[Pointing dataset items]
----

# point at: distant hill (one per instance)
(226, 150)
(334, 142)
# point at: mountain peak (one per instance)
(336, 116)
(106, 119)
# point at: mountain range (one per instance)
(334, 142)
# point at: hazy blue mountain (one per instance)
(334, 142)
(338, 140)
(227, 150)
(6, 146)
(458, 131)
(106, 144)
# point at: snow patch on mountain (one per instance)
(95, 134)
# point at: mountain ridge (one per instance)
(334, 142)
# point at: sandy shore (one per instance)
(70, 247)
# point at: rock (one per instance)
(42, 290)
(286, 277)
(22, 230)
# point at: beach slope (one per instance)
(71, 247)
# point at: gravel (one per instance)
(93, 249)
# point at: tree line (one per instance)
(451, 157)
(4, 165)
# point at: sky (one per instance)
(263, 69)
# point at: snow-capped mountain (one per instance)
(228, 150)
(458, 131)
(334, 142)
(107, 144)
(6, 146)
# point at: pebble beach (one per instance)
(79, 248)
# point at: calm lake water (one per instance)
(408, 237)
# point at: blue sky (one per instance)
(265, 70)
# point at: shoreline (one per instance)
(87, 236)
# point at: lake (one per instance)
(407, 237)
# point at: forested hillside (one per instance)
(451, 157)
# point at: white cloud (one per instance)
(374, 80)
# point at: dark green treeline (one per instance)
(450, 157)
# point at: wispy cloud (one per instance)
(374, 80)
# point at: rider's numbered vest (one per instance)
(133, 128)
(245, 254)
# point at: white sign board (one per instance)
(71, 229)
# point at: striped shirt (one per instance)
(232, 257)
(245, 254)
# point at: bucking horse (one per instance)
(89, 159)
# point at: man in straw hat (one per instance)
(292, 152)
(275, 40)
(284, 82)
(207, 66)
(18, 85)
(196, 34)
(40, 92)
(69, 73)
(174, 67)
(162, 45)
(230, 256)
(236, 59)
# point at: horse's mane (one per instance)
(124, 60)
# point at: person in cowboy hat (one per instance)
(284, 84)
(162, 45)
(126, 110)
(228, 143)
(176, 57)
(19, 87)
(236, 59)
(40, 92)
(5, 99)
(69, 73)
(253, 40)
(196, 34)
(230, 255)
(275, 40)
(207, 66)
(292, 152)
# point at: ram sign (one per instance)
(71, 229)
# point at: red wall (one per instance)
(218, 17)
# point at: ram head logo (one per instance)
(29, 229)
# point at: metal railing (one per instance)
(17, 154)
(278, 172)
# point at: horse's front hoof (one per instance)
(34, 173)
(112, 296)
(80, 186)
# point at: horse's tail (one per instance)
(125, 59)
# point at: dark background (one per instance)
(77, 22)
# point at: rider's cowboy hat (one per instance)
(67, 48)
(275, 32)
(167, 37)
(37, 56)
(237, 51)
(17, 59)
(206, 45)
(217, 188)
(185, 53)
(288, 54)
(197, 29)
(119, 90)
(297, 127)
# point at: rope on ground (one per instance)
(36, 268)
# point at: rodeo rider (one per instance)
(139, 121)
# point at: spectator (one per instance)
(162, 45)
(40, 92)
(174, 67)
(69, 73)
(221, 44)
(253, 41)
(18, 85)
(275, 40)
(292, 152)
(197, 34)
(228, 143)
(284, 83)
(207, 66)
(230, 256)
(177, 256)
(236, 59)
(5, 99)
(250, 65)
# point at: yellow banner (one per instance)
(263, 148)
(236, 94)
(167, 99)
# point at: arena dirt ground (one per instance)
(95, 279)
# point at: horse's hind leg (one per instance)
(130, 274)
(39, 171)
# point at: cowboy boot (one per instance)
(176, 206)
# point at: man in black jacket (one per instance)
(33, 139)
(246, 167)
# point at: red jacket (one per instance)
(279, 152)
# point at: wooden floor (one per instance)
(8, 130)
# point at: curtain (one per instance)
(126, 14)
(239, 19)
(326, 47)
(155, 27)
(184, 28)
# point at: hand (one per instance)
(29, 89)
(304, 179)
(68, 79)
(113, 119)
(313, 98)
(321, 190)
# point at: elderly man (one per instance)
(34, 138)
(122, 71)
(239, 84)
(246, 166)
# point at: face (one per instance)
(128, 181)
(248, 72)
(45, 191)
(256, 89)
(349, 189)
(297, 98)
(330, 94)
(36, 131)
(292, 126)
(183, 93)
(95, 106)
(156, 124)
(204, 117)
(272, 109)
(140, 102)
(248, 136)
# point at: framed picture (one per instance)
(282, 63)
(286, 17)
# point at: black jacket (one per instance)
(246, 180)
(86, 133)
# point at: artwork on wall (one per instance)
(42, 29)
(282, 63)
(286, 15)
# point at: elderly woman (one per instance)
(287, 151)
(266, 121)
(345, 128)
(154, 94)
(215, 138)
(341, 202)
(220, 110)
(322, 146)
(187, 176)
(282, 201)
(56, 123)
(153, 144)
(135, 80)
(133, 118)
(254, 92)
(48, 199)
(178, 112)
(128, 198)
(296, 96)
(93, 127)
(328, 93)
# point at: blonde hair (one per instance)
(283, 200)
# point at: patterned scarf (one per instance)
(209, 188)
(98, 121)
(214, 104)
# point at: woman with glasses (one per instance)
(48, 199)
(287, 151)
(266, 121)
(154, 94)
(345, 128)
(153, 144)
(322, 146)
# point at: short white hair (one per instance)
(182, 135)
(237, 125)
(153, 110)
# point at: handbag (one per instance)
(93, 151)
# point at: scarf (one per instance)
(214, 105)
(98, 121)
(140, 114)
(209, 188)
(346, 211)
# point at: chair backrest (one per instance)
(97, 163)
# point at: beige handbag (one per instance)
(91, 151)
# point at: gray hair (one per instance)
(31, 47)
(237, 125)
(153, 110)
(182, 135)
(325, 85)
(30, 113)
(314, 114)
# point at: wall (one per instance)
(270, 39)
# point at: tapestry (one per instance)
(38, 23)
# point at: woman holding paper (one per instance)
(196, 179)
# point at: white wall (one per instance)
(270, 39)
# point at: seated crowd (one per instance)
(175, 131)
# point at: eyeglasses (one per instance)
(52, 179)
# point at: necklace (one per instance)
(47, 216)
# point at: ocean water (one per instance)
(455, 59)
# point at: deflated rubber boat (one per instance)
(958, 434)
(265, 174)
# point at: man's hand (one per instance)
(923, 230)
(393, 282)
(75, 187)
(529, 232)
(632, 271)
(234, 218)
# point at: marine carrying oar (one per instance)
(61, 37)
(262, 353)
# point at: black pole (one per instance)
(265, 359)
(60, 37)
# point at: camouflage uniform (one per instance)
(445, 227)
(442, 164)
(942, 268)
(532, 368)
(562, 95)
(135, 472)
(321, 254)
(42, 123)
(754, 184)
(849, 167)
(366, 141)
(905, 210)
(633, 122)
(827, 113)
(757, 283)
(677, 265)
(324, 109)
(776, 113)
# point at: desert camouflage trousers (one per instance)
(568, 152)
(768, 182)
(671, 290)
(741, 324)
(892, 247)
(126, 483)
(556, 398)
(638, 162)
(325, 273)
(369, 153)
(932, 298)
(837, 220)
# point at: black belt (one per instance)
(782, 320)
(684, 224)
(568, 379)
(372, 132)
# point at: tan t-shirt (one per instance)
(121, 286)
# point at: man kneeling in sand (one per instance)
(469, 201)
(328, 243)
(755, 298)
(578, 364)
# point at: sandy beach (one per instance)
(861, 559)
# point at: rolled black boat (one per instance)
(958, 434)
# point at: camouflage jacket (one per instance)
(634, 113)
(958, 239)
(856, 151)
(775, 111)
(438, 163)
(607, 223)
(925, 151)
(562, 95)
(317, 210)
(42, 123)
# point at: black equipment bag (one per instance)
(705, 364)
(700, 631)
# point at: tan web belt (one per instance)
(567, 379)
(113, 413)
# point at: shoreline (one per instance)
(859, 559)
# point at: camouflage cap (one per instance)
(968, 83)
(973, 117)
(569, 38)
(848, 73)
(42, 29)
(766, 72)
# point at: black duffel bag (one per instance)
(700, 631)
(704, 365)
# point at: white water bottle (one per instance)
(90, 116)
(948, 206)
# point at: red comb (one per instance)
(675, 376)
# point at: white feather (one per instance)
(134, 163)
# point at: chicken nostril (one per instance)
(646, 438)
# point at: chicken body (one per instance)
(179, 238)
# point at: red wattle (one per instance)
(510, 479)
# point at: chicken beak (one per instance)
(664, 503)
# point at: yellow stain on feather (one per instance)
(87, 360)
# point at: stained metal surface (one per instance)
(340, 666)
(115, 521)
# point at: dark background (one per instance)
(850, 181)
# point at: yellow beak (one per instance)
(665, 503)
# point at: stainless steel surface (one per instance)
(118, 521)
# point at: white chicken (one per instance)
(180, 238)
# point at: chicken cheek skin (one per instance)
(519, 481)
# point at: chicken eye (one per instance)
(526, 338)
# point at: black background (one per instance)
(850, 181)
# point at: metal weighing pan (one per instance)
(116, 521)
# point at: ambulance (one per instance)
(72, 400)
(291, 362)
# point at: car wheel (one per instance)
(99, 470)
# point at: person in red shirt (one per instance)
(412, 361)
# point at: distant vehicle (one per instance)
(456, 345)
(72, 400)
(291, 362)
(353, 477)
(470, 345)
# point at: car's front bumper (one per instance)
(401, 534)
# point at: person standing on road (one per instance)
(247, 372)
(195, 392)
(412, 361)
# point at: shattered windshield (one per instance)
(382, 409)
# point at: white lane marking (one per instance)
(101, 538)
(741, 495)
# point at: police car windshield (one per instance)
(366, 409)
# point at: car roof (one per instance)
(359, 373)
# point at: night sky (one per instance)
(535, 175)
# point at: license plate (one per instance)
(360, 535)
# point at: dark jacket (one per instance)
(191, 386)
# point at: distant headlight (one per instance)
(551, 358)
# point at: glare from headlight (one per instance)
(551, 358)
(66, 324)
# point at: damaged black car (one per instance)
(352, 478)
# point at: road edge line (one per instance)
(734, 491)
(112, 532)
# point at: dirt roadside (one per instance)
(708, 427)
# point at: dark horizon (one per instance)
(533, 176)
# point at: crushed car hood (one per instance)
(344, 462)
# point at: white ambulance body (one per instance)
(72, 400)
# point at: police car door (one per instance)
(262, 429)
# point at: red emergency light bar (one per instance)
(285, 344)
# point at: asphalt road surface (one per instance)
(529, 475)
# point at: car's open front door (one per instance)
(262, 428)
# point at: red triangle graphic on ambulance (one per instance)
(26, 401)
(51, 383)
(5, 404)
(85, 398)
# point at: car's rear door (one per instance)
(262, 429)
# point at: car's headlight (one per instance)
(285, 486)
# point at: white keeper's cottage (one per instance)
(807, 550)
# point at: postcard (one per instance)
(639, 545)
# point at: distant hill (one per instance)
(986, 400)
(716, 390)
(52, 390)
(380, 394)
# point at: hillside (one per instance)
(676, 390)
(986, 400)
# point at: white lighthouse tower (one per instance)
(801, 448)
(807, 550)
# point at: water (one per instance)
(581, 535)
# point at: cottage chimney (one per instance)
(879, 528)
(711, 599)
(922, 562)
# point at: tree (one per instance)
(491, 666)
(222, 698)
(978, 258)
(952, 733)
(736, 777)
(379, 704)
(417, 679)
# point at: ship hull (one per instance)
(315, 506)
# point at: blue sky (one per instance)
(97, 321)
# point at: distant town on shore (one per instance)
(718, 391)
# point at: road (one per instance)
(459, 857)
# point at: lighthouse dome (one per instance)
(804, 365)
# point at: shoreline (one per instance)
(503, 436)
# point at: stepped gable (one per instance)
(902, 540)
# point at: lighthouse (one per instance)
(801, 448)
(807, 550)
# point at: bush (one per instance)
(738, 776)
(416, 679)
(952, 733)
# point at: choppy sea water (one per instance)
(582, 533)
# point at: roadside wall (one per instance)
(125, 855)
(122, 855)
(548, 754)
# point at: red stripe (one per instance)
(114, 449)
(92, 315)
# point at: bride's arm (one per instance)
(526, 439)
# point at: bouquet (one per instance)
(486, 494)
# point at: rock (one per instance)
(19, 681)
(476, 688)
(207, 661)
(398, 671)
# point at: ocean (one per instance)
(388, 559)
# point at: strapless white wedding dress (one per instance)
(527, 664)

----

[Exercise goal]
Rescale the items starting with the line containing "# point at: ship hull (one per instance)" and going on through the end of the items. Write out every one of those lines again, requests included, with each point coordinate multiplied by 1.6 and rounded to a whole number, halves rounding up.

[Answer for the task]
# point at: ship hull (one per instance)
(504, 810)
# point at: blue sky (one per instance)
(155, 514)
# point at: distant town on shore (one per instance)
(1149, 626)
# point at: road (one per instance)
(734, 1371)
# point at: lighthouse dome (one per instance)
(1286, 584)
# point at: shoreline (one per instance)
(805, 698)
# point at: stepped gable (one per instance)
(1443, 864)
# point at: lighthouse (one per instance)
(1282, 717)
(1291, 880)
# point at: bush (one per instance)
(1181, 1242)
(666, 1086)
(1523, 1173)
# point at: choppy sea water (one per instance)
(931, 853)
# point at: roadside wall (one per instance)
(200, 1368)
(195, 1368)
(877, 1206)
# point at: red stripe (one per instance)
(182, 718)
(147, 504)
# point at: bride's arm (one per instance)
(842, 702)
# point at: bouquet (one per instance)
(778, 790)
# point at: rock (one per instance)
(30, 1090)
(762, 1101)
(331, 1058)
(637, 1074)
# point at: ocean (one per instance)
(621, 894)
# point at: strapless white wedding dress (one per instance)
(843, 1062)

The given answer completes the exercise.